- _What you are asked to do_:
Your answer should consist of the complete listing, repeated verbatim.
++++ Available records
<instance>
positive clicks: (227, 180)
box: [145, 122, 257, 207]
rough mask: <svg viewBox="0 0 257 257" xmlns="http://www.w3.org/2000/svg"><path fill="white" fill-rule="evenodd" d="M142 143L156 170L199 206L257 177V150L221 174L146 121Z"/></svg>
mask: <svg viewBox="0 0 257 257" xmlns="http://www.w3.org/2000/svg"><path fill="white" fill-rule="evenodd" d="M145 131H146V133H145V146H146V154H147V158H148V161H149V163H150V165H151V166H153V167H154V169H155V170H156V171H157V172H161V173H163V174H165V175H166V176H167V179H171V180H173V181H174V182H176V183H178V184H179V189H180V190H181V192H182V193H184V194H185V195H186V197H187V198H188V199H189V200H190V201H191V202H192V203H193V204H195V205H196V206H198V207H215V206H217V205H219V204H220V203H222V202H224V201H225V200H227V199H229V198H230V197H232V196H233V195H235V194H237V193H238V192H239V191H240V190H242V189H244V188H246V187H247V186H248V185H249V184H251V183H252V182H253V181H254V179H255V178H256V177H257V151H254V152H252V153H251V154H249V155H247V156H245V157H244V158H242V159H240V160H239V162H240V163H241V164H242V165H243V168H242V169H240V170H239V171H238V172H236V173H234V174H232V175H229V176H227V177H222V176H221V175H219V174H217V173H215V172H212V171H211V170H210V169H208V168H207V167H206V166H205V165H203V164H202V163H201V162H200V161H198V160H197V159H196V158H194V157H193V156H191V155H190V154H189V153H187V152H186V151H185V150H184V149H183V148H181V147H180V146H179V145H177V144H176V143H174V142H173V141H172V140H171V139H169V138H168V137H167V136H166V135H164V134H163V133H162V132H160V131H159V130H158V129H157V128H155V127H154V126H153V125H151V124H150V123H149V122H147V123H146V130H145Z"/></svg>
++++++++
- _Solution_:
<instance>
positive clicks: (227, 180)
box: [145, 122, 257, 207]
rough mask: <svg viewBox="0 0 257 257" xmlns="http://www.w3.org/2000/svg"><path fill="white" fill-rule="evenodd" d="M142 143L156 170L199 206L257 177V150L221 174L146 121Z"/></svg>
mask: <svg viewBox="0 0 257 257" xmlns="http://www.w3.org/2000/svg"><path fill="white" fill-rule="evenodd" d="M145 131H146V133H145V146H146V154H147V158H148V161H149V163H150V165H151V166H153V167H154V169H155V170H156V171H157V172H161V173H163V174H165V175H166V176H167V179H171V180H173V181H174V182H176V183H178V184H179V189H180V190H181V192H182V193H184V194H185V195H186V197H187V198H188V199H189V200H190V201H191V202H192V203H193V204H195V205H196V206H198V207H215V206H217V205H219V204H220V203H222V202H224V201H225V200H227V199H229V198H230V197H232V196H233V195H235V194H237V193H238V192H239V191H240V190H242V189H244V188H246V187H247V186H248V185H249V184H251V183H252V182H253V181H254V179H255V178H256V177H257V151H254V152H252V153H251V154H249V155H247V156H245V157H244V158H242V159H240V160H239V162H240V163H241V164H242V165H243V168H242V169H240V170H239V171H238V172H236V173H234V174H232V175H229V176H227V177H222V176H221V175H219V174H217V173H215V172H212V171H211V170H210V169H208V168H207V167H206V166H205V165H203V164H202V163H201V162H200V161H198V160H197V159H196V158H194V157H193V156H191V155H190V154H189V153H187V152H186V151H185V150H184V149H183V148H181V147H180V146H179V145H177V144H176V143H174V142H173V141H172V140H171V139H169V138H168V137H167V136H166V135H164V134H163V133H162V132H160V131H159V130H158V129H157V128H155V127H154V126H153V125H151V124H150V123H149V122H147V123H146V130H145Z"/></svg>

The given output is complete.